**Exercise**
Reproduce the following lines verbatim, leaving out any pictures.

**Exercise inputs**
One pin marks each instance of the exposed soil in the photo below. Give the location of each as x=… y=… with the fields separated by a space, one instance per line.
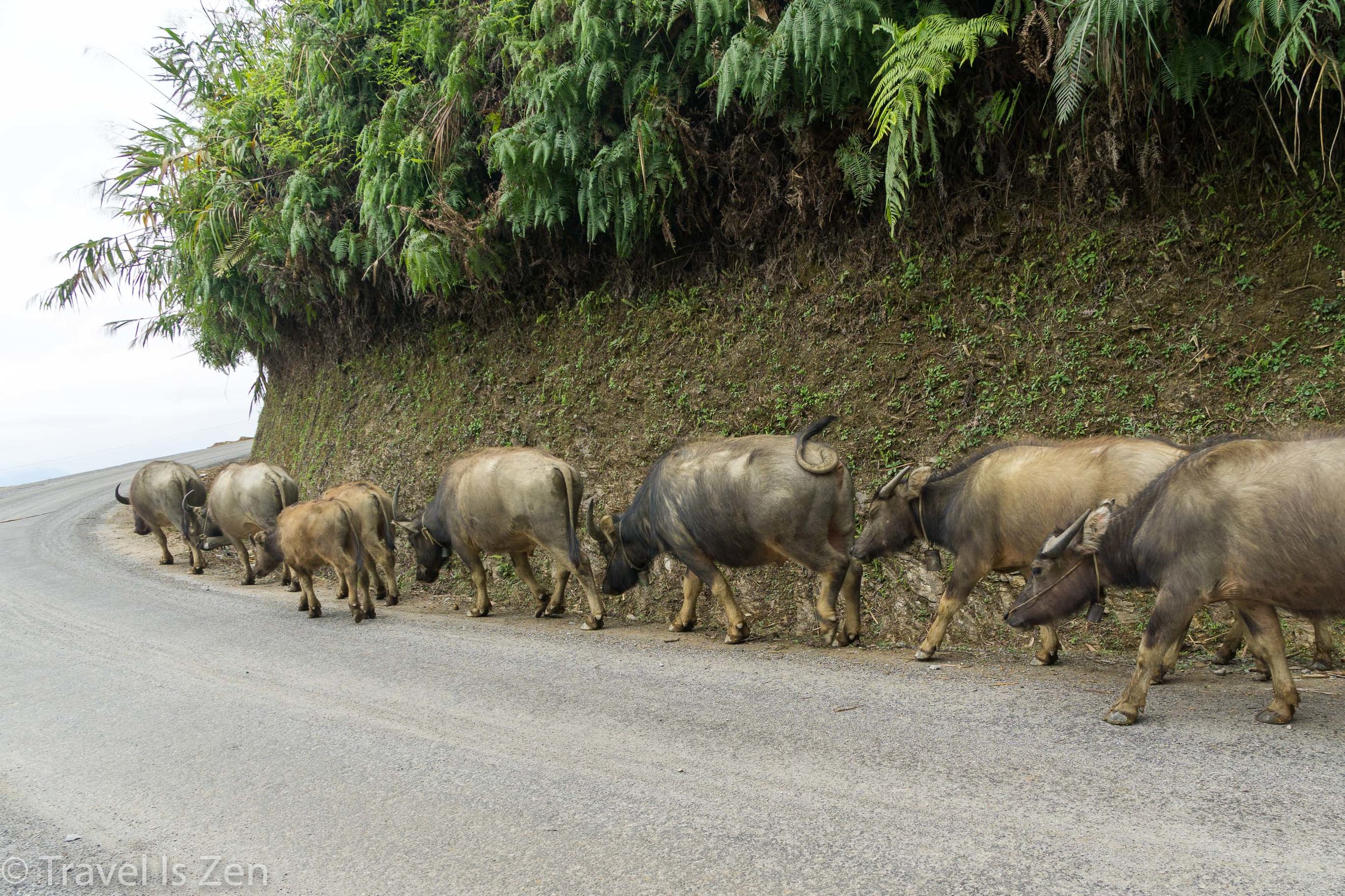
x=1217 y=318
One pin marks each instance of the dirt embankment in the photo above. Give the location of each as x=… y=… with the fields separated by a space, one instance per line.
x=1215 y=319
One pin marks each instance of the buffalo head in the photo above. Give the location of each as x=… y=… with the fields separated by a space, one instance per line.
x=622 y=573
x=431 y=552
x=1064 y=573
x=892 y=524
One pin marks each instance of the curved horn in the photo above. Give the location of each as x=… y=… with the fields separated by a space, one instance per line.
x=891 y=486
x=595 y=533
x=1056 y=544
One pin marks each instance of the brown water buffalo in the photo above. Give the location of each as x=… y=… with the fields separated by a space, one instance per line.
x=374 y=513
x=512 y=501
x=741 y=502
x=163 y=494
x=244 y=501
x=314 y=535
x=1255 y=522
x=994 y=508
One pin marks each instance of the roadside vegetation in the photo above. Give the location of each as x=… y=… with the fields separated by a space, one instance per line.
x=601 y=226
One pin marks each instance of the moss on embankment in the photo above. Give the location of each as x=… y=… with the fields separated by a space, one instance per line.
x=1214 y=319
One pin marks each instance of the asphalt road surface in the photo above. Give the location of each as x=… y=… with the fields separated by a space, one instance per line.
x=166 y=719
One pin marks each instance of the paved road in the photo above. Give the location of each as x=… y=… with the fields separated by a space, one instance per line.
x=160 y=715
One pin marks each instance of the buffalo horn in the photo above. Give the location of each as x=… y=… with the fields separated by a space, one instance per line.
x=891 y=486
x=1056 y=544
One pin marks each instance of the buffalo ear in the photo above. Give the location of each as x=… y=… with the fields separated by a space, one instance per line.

**Answer to this exercise**
One pin marks each instance of the exposed soil in the photo below. Give the location of each as x=… y=… with the fields separated by a space, one instance per line.
x=1217 y=318
One pin marks each instance of the dirt embankment in the photo above. Give the location of each as x=… y=… with the fields separated by a space, one instance per line.
x=1215 y=319
One pin marks each instance of the buffalo head in the photo above. Give the location of each as x=… y=… with the fields separated by a space, one instance per line.
x=622 y=573
x=431 y=552
x=1064 y=573
x=892 y=524
One pin marks each instance of the curved horn in the photo above. Give the location of each as x=… y=… with the fields separated by a space, one instance per line.
x=891 y=486
x=595 y=533
x=1056 y=544
One pin marks each instance of the brown water buffalo in the photo above. Give the location of each as x=… y=… with the fields separated by a space, one instance per line.
x=374 y=513
x=512 y=501
x=741 y=502
x=163 y=494
x=244 y=501
x=314 y=535
x=1255 y=522
x=994 y=508
One pin marks each instance of the roadside vegetation in the photo above. Give the location of each as x=… y=… with the fields separated by a space, one instance per line.
x=601 y=226
One pin marks each instance of the moss on embankment in the photo above. Give the location of each as x=… y=… with the fields separated by a space, one instance per line.
x=1214 y=319
One pin marks each instance of the asphalt road surface in the photo above. Give the location of each as x=… y=… with the fields separated by a space, one instance per line.
x=166 y=719
One pin marks each instance of the paved road in the photo above. Give the location of each as x=… y=… with the fields separated by a space, one instance per line.
x=160 y=715
One pin marks each instance of the buffalo horn in the photo above. Give the location of each as x=… y=… with the fields separated by a space, one instance per line.
x=891 y=486
x=1056 y=544
One pin marks each instance of the buffalo ear in the photo above. Give the location of each as x=… y=… with the fields separated by a space, one instance per line.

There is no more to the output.